
      But we’re not going there in Europe. We definitely have not enough fundamentalist crazies. Thanks God we haven’t!

      By the way, I’m very much convinced the Republicans lost the election above all by uttering Christian fundamentalist insanity. They scared a lot of fiscally conservative women over to president Obama. Who wants to go back to the middle ages? Thanks Richard ‘the rapy’ Mourdok! LOL

  3. #4 by Clarissa on November 28, 2012 - 12:42 am

    This is what I’ve learned during the online campaign of the 2012 election year in the U.S. (was only online whiling over there):

    Tax laws should tax private luxury and reward investing into ventures within a nation or union. Ergo, taxing is not only good for raising revenue, it’s also motivation to actually create jobs. After all revenue comes in anyway, if more people find work. (I don’t talk about “growth”, because it’s pure insanity.)

Assigned task 1 | In the excerpt about the 2012 election, who posted comment #4, and at what date and time?
Assigned task 2 | List every politician and every commenter that the excerpt about the 2012 election identifies by name.
The listing that comes next is not needed for this work.

Data section |
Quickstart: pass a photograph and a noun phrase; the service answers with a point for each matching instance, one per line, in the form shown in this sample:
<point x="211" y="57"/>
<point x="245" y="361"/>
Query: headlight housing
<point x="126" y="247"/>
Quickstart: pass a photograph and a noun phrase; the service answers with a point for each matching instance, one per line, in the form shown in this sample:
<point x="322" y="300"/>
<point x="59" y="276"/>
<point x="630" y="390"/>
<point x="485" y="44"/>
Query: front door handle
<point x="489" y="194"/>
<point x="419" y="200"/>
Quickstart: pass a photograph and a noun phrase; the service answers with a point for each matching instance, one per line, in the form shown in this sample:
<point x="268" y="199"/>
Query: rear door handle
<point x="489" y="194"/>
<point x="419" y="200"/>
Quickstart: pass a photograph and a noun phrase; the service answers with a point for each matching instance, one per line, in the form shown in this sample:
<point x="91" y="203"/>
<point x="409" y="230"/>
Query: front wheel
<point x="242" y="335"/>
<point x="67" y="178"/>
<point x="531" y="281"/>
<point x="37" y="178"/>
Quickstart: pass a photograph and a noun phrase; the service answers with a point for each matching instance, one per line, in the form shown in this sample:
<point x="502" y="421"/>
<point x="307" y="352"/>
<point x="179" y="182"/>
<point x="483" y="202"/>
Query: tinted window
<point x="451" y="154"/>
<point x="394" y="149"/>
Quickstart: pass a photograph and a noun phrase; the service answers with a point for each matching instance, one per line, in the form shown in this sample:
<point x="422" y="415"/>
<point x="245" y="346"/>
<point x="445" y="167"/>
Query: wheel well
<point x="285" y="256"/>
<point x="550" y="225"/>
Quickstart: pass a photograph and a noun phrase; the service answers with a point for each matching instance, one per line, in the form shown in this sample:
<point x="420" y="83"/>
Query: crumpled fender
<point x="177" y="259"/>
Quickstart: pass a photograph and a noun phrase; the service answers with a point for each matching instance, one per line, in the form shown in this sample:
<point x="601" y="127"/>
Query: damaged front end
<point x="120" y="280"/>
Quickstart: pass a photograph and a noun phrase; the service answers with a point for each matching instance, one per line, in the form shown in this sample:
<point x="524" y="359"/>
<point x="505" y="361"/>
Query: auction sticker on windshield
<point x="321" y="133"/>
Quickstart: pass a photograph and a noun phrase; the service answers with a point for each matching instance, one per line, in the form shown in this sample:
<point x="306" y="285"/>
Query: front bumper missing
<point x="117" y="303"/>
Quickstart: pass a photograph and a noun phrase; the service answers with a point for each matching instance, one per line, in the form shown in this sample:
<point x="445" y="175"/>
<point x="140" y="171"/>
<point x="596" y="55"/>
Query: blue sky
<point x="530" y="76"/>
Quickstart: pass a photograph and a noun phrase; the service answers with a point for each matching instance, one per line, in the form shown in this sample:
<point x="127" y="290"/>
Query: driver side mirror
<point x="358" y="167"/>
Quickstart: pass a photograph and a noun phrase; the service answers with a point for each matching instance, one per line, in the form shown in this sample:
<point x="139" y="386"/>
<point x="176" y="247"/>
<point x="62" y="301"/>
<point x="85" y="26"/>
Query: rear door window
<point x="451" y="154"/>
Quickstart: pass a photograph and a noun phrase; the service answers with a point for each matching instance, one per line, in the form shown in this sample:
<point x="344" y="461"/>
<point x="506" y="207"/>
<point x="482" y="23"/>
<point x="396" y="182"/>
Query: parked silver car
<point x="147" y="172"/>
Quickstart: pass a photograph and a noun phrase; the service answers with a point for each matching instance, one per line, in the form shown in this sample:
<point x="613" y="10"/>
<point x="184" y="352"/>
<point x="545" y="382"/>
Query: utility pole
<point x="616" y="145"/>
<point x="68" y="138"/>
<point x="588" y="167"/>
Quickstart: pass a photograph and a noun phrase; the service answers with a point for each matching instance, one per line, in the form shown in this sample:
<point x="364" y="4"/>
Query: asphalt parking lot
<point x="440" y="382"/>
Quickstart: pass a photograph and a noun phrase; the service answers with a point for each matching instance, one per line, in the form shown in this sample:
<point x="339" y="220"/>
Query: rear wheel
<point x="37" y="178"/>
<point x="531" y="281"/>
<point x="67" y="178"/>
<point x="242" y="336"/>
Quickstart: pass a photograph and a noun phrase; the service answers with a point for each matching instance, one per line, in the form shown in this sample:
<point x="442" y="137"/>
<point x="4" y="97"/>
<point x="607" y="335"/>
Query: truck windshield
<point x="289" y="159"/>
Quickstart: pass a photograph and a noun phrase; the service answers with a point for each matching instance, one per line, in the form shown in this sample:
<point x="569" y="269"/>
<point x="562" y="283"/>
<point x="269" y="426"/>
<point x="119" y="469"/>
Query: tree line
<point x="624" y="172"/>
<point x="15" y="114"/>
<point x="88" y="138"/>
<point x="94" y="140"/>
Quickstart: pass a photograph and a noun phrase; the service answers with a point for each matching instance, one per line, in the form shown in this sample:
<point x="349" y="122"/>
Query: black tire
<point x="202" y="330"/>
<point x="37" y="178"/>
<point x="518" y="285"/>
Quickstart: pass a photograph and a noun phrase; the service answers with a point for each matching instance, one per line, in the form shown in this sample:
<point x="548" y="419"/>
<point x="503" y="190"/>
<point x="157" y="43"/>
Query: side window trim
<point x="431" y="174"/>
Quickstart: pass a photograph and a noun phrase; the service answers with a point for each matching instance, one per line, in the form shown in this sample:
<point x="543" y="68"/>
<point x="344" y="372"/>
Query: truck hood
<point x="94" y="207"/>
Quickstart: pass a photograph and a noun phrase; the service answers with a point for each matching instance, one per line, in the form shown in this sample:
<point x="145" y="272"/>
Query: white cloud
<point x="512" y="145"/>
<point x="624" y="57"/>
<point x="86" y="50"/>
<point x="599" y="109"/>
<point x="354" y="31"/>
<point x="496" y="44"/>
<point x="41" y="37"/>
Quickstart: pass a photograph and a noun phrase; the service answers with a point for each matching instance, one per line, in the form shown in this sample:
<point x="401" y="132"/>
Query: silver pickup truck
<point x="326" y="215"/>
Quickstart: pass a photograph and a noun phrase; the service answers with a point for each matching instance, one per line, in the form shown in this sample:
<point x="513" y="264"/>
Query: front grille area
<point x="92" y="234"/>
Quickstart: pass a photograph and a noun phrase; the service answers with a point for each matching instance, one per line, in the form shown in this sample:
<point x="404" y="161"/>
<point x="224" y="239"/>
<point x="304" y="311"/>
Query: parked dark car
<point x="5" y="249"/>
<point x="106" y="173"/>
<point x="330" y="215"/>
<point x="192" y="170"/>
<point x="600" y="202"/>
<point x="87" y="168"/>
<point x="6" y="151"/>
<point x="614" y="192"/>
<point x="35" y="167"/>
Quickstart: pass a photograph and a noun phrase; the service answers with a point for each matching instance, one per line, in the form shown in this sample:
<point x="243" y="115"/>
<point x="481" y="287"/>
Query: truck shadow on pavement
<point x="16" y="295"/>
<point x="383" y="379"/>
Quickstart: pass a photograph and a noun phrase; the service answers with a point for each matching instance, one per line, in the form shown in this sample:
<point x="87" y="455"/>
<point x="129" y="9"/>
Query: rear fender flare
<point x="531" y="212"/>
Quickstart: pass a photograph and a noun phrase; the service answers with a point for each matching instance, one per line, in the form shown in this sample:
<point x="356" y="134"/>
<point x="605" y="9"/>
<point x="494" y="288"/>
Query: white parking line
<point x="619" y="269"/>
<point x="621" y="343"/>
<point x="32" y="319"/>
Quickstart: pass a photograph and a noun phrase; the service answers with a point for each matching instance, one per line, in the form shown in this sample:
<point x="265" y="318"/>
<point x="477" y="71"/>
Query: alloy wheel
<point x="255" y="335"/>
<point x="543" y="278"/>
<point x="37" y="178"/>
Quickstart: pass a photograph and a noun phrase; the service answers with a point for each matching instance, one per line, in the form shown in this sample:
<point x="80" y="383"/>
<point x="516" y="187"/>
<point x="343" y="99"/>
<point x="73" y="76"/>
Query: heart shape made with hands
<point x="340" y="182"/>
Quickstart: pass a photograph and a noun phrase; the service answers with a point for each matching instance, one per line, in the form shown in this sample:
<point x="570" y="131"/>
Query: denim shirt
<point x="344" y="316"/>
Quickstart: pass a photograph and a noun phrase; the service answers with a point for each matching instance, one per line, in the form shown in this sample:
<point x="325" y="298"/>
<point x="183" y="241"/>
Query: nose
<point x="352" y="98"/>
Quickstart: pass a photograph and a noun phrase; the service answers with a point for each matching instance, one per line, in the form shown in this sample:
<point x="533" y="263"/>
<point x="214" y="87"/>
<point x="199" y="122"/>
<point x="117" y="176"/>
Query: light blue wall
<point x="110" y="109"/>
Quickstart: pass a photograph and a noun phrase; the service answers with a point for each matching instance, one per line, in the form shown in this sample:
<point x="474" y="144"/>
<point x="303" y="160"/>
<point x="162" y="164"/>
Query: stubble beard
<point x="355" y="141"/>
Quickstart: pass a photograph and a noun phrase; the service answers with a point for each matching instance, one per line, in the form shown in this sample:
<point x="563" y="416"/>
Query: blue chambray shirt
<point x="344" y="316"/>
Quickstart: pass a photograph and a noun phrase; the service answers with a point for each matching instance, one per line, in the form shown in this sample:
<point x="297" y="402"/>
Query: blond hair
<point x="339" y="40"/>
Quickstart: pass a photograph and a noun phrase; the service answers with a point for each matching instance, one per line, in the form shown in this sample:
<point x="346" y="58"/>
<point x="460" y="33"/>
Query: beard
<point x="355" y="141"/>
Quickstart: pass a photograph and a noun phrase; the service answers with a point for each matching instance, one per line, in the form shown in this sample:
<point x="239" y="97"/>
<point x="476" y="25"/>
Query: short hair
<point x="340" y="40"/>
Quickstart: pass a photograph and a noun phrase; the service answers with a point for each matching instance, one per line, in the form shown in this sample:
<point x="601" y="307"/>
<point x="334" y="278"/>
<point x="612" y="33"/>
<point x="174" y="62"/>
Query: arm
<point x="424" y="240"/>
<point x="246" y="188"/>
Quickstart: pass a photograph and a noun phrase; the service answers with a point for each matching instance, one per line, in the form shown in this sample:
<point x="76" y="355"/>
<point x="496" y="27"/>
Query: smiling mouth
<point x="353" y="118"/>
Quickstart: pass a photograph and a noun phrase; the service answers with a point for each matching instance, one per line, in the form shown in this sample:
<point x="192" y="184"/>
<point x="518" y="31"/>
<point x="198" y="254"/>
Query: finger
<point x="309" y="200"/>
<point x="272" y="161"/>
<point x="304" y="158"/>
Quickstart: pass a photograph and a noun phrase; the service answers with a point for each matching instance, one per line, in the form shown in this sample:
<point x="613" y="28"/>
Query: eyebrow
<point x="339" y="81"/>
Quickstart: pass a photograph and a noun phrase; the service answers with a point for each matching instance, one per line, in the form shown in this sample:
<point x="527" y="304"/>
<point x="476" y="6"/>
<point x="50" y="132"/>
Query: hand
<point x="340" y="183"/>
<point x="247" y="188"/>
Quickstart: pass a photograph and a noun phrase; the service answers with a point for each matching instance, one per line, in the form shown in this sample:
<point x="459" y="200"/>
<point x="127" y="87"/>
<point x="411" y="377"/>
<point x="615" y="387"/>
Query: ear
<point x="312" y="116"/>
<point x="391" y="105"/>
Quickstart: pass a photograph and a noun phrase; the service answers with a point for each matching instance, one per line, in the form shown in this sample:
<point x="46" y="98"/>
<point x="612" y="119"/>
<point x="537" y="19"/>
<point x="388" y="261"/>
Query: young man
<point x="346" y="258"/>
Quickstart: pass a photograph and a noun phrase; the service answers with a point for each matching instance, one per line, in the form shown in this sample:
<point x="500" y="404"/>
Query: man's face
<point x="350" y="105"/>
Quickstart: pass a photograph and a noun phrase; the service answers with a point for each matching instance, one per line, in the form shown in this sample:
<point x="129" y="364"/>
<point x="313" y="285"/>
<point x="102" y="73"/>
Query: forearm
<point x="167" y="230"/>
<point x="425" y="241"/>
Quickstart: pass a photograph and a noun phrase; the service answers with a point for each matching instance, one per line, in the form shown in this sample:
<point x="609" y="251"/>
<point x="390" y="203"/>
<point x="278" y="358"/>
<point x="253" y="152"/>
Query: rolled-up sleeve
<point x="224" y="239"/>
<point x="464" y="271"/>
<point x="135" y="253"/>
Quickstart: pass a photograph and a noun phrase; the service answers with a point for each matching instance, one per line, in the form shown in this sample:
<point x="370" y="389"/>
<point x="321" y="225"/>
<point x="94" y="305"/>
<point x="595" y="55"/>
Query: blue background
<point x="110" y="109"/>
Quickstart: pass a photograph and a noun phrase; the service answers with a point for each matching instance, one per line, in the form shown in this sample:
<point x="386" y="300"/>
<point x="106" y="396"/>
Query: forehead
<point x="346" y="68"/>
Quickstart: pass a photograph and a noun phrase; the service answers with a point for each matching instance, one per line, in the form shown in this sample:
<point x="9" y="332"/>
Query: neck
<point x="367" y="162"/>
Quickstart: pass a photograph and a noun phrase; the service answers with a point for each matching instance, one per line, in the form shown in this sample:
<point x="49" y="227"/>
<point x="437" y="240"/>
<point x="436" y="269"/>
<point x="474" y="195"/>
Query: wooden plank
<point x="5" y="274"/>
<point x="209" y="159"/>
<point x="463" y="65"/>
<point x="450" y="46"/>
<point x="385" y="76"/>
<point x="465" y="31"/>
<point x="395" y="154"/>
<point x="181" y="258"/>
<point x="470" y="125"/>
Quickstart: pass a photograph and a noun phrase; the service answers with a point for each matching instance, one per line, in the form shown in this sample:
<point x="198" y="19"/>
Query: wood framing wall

Task answer 1 | Clarissa, on November 28, 2012, at 12:42 am.

Task answer 2 | President Obama, Richard "the rapy" Mourdok, Clarissa